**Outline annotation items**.
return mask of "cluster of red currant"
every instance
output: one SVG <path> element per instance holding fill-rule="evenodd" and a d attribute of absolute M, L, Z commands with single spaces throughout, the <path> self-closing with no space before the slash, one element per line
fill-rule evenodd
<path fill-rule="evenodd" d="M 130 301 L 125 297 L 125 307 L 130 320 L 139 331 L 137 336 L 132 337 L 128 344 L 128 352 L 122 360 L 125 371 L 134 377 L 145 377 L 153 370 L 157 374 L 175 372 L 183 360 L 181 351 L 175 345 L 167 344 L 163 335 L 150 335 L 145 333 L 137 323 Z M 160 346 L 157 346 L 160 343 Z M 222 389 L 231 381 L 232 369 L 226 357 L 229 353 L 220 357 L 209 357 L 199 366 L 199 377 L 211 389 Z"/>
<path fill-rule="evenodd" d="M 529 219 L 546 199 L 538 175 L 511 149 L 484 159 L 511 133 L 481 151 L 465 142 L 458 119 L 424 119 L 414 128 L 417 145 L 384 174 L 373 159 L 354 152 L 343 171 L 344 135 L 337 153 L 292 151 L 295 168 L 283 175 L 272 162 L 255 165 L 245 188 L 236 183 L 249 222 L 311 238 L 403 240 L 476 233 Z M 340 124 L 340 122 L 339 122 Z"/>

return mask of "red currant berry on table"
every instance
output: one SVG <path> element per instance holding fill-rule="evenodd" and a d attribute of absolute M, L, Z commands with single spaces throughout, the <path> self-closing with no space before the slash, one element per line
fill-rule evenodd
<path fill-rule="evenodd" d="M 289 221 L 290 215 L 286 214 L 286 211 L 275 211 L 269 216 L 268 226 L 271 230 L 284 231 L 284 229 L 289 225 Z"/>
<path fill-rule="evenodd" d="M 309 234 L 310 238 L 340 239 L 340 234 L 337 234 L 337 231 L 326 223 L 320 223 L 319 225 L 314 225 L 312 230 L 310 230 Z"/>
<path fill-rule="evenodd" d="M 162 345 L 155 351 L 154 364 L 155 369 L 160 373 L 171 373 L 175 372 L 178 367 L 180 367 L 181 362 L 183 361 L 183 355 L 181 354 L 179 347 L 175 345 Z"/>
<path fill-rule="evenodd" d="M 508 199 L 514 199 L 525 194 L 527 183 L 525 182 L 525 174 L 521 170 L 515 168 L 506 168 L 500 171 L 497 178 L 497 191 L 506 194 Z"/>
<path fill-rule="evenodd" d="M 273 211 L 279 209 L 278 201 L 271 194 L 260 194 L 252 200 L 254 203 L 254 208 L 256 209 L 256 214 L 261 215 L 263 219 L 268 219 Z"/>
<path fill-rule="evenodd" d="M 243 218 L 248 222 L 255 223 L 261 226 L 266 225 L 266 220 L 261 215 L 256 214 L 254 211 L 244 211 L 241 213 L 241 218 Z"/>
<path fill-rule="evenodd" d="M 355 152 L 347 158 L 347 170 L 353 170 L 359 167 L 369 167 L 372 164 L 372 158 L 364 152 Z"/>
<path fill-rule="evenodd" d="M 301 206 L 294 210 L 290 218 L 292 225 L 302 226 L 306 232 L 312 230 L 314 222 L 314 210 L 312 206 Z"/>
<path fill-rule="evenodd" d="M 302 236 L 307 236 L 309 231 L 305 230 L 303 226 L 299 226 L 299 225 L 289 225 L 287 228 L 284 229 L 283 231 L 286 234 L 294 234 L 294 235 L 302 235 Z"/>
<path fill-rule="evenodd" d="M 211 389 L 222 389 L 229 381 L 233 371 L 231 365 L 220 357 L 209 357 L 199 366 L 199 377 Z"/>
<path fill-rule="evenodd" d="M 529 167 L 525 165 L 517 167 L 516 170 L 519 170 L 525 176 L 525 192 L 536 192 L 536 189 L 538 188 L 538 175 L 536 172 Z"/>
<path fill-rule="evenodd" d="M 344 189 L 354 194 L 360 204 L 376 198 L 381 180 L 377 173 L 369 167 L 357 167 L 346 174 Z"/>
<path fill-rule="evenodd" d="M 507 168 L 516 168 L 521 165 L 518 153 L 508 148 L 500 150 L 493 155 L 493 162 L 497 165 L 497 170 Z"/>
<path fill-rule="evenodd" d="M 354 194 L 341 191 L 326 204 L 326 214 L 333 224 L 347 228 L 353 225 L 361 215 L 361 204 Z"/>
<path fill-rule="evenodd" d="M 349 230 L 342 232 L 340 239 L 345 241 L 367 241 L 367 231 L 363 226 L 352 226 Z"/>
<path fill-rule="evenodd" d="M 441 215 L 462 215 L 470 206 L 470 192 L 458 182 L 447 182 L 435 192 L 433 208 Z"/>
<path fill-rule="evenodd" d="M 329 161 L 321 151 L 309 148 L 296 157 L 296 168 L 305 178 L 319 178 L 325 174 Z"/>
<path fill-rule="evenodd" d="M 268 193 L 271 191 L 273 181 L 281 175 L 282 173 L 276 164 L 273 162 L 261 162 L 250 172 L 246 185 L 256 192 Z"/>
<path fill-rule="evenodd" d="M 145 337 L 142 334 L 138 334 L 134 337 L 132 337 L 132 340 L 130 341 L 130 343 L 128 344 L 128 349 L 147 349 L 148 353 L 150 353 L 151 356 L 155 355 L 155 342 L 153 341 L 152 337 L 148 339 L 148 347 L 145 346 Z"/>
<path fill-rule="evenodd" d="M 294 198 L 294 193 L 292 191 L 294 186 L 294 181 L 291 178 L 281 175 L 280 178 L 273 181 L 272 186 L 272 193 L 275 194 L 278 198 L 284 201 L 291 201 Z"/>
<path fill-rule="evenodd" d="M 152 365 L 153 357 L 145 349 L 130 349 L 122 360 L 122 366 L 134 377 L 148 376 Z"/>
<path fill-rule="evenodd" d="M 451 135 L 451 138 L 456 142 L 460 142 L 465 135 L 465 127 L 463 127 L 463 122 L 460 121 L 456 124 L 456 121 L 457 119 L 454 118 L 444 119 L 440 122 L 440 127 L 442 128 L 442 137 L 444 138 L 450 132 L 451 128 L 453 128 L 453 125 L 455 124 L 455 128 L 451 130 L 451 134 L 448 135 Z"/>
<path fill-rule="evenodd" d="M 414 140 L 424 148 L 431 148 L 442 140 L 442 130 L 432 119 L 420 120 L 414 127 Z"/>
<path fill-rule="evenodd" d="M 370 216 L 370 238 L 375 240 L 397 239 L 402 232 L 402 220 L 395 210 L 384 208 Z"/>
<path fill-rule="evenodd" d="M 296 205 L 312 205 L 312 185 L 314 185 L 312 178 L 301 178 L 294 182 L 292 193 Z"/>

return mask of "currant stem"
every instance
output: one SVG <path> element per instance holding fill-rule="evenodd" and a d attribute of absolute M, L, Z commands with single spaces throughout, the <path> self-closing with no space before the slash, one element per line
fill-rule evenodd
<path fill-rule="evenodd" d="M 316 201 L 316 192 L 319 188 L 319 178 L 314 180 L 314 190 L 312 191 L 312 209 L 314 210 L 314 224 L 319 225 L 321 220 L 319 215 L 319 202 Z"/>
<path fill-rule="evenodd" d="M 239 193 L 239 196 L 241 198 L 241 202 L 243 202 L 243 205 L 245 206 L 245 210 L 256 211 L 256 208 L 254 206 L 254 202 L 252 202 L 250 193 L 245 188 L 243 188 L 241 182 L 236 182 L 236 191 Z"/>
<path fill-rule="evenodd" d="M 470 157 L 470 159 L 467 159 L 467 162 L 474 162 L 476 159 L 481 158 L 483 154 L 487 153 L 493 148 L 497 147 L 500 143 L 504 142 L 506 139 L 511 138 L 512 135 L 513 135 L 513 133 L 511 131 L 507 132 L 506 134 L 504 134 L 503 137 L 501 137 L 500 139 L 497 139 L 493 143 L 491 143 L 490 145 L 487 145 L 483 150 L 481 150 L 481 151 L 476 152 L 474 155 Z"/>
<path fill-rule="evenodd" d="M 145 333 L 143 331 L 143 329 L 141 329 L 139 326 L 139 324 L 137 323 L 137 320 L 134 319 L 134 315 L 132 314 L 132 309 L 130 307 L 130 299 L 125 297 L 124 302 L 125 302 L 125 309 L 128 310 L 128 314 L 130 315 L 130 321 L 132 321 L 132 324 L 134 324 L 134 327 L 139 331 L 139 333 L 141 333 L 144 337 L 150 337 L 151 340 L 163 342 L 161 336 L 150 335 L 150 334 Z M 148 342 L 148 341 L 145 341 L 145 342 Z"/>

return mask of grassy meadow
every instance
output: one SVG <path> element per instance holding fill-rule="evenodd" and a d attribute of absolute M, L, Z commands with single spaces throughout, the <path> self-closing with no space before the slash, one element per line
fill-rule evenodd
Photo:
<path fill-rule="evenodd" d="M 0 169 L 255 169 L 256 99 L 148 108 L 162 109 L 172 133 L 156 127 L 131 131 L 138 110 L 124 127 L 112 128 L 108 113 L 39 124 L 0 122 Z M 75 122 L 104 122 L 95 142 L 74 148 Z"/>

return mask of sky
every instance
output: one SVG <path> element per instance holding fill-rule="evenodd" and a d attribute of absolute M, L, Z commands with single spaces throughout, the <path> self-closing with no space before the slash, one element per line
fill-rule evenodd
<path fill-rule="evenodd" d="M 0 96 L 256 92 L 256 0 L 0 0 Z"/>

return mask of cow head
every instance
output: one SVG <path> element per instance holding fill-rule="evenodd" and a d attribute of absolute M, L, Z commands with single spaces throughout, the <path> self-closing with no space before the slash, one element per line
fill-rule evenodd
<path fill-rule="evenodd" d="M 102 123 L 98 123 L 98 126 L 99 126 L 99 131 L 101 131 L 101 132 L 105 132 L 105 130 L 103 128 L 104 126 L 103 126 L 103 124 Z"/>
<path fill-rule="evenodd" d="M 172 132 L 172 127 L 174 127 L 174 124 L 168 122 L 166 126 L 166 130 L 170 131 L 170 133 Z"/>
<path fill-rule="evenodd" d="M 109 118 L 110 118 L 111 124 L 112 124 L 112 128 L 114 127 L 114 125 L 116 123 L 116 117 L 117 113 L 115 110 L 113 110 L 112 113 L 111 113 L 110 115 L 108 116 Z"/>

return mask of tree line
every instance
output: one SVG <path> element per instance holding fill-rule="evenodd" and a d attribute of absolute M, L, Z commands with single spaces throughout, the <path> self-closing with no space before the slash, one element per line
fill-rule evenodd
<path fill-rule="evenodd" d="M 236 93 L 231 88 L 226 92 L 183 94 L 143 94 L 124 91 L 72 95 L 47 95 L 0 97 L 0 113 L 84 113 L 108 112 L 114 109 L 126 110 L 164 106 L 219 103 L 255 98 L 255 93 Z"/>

**PROBLEM TO WORK ON**.
Express the items as a two-column CSV with the headers "text" and "answer", one row per item. Begin at the line that has "return mask of tree line" and stop after the last item. Put each item's text and its answer in one quoted field each, with line breaks turned into spaces.

**IN RESPONSE**.
text,answer
"return mask of tree line every instance output: one SVG <path> element per instance holding fill-rule=""evenodd"" and a d attribute of absolute M, L, Z commands with single spaces throughout, the <path> self-closing with no space before the slash, one element per line fill-rule evenodd","<path fill-rule=""evenodd"" d=""M 236 93 L 231 88 L 226 92 L 183 94 L 143 94 L 124 91 L 72 95 L 47 95 L 0 97 L 0 113 L 84 113 L 108 112 L 114 109 L 126 110 L 164 106 L 219 103 L 255 98 L 255 93 Z""/>"